■ Activity
A word-for-word transcript of the closing lines is required: from the one with "Tag the treeline" through the final line of the data.

Data records

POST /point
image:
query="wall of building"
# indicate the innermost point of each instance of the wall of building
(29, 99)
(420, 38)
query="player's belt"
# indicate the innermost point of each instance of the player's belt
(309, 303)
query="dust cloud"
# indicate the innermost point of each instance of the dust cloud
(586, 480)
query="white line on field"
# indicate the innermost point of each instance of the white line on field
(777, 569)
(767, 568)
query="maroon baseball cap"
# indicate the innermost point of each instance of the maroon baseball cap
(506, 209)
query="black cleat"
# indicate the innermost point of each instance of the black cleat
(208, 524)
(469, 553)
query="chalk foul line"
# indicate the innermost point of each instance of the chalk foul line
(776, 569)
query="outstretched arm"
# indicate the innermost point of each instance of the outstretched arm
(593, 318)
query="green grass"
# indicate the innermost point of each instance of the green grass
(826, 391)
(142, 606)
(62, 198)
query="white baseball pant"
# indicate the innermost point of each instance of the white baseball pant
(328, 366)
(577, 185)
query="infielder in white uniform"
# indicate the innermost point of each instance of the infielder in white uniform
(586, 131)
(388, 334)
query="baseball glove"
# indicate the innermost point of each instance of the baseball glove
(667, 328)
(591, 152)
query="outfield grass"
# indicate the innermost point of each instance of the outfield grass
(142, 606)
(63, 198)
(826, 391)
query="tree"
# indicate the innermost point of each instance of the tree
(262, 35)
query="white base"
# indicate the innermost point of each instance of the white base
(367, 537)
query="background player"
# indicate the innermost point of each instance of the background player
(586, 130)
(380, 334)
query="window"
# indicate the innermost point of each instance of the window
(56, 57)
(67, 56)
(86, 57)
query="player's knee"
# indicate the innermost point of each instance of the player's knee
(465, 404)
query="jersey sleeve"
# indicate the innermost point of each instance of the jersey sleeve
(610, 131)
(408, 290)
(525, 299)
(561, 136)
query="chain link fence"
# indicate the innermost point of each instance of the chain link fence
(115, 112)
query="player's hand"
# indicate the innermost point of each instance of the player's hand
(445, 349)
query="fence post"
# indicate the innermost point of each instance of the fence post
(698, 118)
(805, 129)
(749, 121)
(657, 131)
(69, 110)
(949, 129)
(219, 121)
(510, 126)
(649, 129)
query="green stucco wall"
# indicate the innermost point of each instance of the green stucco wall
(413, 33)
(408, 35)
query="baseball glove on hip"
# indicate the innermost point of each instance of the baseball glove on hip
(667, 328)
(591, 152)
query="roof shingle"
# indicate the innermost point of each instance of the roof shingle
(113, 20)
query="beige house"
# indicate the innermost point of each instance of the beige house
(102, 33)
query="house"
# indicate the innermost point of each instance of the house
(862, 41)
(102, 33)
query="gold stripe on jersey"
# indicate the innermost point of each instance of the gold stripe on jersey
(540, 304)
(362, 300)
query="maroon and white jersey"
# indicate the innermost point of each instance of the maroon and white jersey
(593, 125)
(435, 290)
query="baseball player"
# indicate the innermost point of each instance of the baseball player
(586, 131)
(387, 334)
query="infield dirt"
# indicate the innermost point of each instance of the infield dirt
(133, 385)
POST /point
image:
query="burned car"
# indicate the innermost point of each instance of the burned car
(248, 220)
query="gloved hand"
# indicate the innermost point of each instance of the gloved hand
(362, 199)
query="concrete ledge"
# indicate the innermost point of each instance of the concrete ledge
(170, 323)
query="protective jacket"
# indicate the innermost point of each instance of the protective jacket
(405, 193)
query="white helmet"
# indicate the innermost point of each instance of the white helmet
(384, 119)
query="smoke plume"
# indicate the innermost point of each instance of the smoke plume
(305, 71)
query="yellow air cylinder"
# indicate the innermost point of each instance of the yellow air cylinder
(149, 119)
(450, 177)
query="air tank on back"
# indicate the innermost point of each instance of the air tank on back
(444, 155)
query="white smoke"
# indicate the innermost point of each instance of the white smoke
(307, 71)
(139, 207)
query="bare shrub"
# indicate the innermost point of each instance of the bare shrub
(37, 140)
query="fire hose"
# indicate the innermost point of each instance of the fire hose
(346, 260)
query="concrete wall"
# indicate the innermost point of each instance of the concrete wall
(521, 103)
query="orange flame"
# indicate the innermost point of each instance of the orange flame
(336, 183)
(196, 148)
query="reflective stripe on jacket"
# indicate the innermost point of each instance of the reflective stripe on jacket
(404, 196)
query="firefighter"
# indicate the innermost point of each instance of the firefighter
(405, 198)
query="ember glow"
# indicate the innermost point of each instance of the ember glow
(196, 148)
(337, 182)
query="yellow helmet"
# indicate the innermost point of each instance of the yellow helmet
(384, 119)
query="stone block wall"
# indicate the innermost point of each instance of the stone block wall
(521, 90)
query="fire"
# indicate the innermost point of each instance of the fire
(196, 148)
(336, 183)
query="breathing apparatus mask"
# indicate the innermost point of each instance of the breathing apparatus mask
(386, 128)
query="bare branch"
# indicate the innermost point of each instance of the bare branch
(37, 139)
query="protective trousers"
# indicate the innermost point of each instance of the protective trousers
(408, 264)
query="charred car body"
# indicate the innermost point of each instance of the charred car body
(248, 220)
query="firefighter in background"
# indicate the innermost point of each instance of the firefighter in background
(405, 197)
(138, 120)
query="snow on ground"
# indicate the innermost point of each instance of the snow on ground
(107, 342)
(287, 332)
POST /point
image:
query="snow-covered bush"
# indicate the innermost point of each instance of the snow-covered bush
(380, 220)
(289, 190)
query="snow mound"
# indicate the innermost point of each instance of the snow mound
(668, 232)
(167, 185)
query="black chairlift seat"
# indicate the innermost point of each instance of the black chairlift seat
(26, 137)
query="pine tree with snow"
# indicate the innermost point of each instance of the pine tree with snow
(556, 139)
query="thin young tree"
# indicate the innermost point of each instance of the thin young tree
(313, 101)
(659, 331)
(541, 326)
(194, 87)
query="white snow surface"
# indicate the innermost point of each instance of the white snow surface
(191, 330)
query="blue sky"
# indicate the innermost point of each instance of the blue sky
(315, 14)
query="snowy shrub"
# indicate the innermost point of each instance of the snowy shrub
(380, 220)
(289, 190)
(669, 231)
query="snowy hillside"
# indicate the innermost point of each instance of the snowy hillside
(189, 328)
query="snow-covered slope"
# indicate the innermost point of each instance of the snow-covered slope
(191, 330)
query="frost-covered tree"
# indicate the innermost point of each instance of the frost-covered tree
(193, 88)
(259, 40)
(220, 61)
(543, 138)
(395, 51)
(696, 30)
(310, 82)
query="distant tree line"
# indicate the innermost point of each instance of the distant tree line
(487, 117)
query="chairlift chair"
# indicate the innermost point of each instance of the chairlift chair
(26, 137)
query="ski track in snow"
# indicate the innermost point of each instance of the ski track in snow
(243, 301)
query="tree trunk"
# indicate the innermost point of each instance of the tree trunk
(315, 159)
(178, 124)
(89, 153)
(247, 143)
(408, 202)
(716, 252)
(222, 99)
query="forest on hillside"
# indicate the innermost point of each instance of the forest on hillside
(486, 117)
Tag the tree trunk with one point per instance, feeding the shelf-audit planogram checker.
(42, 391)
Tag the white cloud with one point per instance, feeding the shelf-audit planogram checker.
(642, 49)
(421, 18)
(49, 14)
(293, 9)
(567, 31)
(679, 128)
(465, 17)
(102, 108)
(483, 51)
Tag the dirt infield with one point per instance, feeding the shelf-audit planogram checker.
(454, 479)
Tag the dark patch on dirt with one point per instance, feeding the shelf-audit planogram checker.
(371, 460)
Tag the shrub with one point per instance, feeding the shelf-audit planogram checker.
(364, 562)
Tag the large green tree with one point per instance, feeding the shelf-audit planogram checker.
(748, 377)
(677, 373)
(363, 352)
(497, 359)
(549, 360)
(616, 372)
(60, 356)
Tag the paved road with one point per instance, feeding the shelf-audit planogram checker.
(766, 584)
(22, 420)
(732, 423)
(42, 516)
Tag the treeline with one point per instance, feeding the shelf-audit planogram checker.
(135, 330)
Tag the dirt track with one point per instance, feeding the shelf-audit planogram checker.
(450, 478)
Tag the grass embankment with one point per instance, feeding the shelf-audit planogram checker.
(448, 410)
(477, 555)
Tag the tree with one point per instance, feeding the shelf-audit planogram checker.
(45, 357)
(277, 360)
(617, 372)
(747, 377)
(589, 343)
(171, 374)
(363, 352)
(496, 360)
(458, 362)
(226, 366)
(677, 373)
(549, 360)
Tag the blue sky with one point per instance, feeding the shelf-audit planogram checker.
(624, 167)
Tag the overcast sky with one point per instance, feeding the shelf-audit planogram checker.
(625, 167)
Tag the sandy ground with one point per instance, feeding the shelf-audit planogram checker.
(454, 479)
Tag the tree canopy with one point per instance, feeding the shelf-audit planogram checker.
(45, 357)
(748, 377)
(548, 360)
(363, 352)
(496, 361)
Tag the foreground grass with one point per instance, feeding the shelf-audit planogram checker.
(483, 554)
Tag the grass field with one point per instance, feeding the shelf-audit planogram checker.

■ Written solution
Tag the treeline with one point per instance, feeding the shelf-audit planogram checker.
(135, 330)
Tag the dirt track with one point per instance, feeding the shelf-audit planogram checker.
(450, 478)
Tag the grass embankment with one point per instance, feeding the shelf-audit planogram checker.
(448, 410)
(477, 555)
Tag the tree with one point per instance, feeding the shelf-audit planogram checker.
(45, 357)
(277, 360)
(617, 372)
(747, 377)
(589, 343)
(171, 374)
(363, 352)
(496, 360)
(458, 362)
(226, 366)
(677, 373)
(549, 360)
Tag the blue sky with one point per instance, feeding the shelf-audit planogram checker.
(624, 167)
Tag the overcast sky with one point per instance, feeding the shelf-audit planogram checker.
(625, 167)
Tag the sandy ground with one point per instance, feeding the shelf-audit planogram checker.
(454, 479)
Tag the tree canopy with one point per instance, feeding the shelf-audit planogram checker.
(45, 357)
(748, 377)
(548, 360)
(363, 352)
(496, 361)
Tag the foreground grass with one point per instance, feeding the shelf-audit planogram checker.
(483, 554)
Tag the grass field with one point per instance, feeding the shelf-audit planogram checker.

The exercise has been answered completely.